Your answer should contain every line of the records, transcribed word for word.

▶ **Provided data**:
------------------------

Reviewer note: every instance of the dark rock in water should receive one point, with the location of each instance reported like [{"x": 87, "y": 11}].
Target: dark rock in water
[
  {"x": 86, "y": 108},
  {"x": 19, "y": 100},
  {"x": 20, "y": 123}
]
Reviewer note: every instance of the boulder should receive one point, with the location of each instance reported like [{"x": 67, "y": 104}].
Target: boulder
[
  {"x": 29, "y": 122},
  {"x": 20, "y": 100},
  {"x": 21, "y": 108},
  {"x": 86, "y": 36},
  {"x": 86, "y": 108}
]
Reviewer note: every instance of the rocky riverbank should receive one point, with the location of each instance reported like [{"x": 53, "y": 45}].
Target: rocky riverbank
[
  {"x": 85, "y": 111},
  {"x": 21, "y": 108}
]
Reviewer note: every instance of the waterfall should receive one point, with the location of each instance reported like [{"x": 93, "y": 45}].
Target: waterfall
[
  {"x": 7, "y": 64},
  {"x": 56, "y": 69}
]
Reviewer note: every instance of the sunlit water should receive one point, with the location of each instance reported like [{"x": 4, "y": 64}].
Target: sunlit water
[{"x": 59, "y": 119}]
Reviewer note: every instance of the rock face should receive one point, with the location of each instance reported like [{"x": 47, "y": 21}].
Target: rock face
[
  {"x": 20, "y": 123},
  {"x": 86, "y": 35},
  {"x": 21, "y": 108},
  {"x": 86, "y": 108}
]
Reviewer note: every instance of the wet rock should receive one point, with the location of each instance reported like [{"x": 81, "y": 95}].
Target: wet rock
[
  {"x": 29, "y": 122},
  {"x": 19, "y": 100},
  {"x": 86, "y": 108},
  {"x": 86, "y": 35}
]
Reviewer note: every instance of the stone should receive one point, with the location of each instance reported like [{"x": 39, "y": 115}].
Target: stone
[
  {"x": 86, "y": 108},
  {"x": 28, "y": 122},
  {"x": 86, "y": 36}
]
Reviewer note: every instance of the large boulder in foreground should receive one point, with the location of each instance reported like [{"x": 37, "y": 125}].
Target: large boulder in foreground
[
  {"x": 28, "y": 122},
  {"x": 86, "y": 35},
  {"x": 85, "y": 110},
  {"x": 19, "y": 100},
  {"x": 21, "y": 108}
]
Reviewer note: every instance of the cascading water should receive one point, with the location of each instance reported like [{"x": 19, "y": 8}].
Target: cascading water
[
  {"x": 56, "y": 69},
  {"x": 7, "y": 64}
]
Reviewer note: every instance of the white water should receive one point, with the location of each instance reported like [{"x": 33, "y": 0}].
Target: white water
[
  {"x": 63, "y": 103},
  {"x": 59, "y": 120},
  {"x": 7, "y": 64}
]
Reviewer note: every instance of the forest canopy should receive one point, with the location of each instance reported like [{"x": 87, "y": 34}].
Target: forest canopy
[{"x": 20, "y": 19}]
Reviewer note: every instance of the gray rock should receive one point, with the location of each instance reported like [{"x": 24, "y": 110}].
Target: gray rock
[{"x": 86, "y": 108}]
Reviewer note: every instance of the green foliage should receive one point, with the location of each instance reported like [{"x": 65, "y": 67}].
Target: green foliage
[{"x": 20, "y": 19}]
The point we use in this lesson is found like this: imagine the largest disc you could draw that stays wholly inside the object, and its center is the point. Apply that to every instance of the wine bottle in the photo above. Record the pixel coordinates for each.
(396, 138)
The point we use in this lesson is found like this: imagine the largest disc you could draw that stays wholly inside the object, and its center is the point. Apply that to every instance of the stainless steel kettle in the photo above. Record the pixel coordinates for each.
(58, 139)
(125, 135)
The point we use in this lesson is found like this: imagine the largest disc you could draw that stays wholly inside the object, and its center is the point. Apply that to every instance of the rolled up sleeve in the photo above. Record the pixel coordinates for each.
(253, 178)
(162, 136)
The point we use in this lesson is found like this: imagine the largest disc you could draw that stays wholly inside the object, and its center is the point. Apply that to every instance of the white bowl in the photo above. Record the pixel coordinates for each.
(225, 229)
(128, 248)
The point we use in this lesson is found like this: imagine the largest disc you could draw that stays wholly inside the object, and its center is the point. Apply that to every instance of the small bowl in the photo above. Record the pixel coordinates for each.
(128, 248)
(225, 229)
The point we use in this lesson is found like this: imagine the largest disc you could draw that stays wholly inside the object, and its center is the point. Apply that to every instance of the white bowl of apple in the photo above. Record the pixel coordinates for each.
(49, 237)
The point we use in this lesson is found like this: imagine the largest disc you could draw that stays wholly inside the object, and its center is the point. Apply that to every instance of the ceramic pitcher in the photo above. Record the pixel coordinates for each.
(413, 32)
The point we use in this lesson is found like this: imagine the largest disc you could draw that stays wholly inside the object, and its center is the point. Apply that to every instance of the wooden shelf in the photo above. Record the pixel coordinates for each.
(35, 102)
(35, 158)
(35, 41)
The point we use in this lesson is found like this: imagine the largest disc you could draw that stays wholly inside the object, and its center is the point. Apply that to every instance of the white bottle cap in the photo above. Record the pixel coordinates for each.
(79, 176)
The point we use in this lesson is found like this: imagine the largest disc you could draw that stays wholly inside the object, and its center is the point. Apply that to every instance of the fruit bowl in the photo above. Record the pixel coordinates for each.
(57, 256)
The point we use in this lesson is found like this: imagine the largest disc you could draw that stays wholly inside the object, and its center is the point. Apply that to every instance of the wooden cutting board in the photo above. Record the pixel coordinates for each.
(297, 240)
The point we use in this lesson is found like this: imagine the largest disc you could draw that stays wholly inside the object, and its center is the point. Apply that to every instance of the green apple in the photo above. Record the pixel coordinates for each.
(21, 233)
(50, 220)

------------------------

▶ **Output**:
Reviewer note: every instance of the dark rock in water should receive one point, with the location of each instance reported like [{"x": 87, "y": 11}].
Target: dark rock in water
[
  {"x": 86, "y": 108},
  {"x": 19, "y": 100},
  {"x": 20, "y": 123}
]
Reviewer note: every instance of the boulder should receive one point, with the location of each instance reported like [{"x": 67, "y": 104}].
Target: boulder
[
  {"x": 29, "y": 122},
  {"x": 20, "y": 100},
  {"x": 21, "y": 108},
  {"x": 86, "y": 36},
  {"x": 86, "y": 108}
]
Reviewer note: every instance of the rocky riverbank should receive one point, with the location of each instance reported like [{"x": 53, "y": 45}].
Target: rocky riverbank
[
  {"x": 85, "y": 111},
  {"x": 21, "y": 108}
]
Reviewer note: every instance of the waterfall should receive one point, with the location of each instance reported like [{"x": 93, "y": 45}].
Target: waterfall
[
  {"x": 7, "y": 64},
  {"x": 56, "y": 69}
]
Reviewer note: every instance of the sunlit water should receive one point, with the location of each instance reported like [{"x": 4, "y": 64}].
Target: sunlit water
[{"x": 59, "y": 119}]
Reviewer note: every instance of the rock face should receive one point, with the location of each instance reported like [{"x": 47, "y": 21}].
Target: rock face
[
  {"x": 20, "y": 123},
  {"x": 86, "y": 35},
  {"x": 21, "y": 108},
  {"x": 86, "y": 108}
]
Reviewer note: every instance of the wet rock should receive one point, with the location of each instance reported like [{"x": 81, "y": 95}].
Target: wet rock
[
  {"x": 29, "y": 122},
  {"x": 19, "y": 100},
  {"x": 86, "y": 108},
  {"x": 86, "y": 35}
]
Reviewer note: every instance of the stone should receive one point, with the location of each instance reported like [{"x": 39, "y": 115}].
Target: stone
[
  {"x": 86, "y": 108},
  {"x": 28, "y": 122},
  {"x": 86, "y": 36}
]
Reviewer note: every instance of the large boulder in foreground should receive one point, with the location of each instance reported like [{"x": 37, "y": 125}].
Target: large boulder in foreground
[
  {"x": 28, "y": 122},
  {"x": 86, "y": 35},
  {"x": 85, "y": 110},
  {"x": 19, "y": 100},
  {"x": 21, "y": 108}
]
Reviewer note: every instance of the cascading water should receive one point, with the location of each instance reported like [{"x": 19, "y": 8}].
Target: cascading water
[
  {"x": 56, "y": 69},
  {"x": 7, "y": 64}
]
Reviewer note: every instance of the white water should receive one point, with the location of each instance reported like [{"x": 33, "y": 0}].
Target: white water
[
  {"x": 63, "y": 103},
  {"x": 59, "y": 120},
  {"x": 7, "y": 64}
]
Reviewer note: every instance of the forest canopy should receive one point, with the location of each instance reported like [{"x": 87, "y": 34}].
Target: forest canopy
[{"x": 20, "y": 19}]
Reviewer note: every instance of the gray rock should receive one point, with the location of each instance reported like [{"x": 24, "y": 110}].
Target: gray rock
[{"x": 86, "y": 108}]
Reviewer note: every instance of the green foliage should receive one point, with the location of each instance reported like [{"x": 65, "y": 67}].
Target: green foliage
[{"x": 20, "y": 19}]
The point we use in this lesson is found like this: imagine the largest disc you could draw that stays wholly inside the object, and its center is the point. Apply that to every instance of the wine bottle in the photo above. Record the pixel coordinates for each.
(396, 138)
The point we use in this lesson is found like this: imagine the largest disc you could draw that stays wholly inside the object, and its center is the point. Apply that to every instance of the stainless steel kettle in the photo above. Record the pixel coordinates for each.
(58, 139)
(125, 135)
The point we use in this lesson is found like this: imagine the largest disc you could draw that stays wholly inside the object, and its center is the point. Apply that to every instance of the rolled up sleeve in the photo above. Record the pixel coordinates for each.
(253, 178)
(162, 136)
The point we use in this lesson is found like this: imagine the largest disc you could draw that stays wholly inside the object, and its center is the point. Apply that to every instance of the white bowl in the photo above. Record the pixel coordinates for each.
(225, 229)
(128, 248)
The point we use in this lesson is found like this: imagine the largest disc you could draw that stays wholly inside the object, and its center is the point. Apply that to every instance of the small bowl in the photo above. Record the pixel coordinates for each.
(128, 248)
(225, 229)
The point we use in this lesson is found like this: imagine the largest disc you could draw that stays wholly inside the object, and its center is the point. Apply that to every instance of the white bowl of apple in the photo above. Record the pixel coordinates for each.
(49, 237)
The point we use in this lesson is found like this: imagine the largest disc you could draw that stays wholly inside the object, and its center is the point. Apply that to every instance of the ceramic pitcher in the photo above. Record the pixel coordinates for each.
(413, 32)
The point we use in this lesson is found like this: imagine the largest disc you could draw that stays wholly inside the object, and its center is the point. Apply that to every instance of the wooden shelf in the photo above. Record the pixel coordinates for each.
(35, 102)
(35, 158)
(35, 41)
The point we use in this lesson is found like this: imagine the largest disc you could draw that stays wholly inside the object, and its center is the point. Apply that to every instance of the white bottle cap in the photo above. Record the pixel coordinates for each.
(79, 176)
The point we use in this lesson is found like this: imagine the largest disc you could draw that stays wholly inside the object, and its center is the point. Apply that to every instance of the fruit bowl in the photo above. Record the pixel coordinates for each.
(57, 256)
The point we use in this lesson is found like this: imagine the largest disc you could draw that stays wholly inside the object, and its center is the point. Apply that to every instance of the wooden cutting board in the photo above. Record the pixel coordinates for each.
(297, 240)
The point we use in this lesson is found like this: imagine the largest disc you could draw that stays wholly inside the object, and its center is the point. Apply that to every instance of the green apple in the photo above. Record the pixel coordinates for each.
(21, 233)
(50, 220)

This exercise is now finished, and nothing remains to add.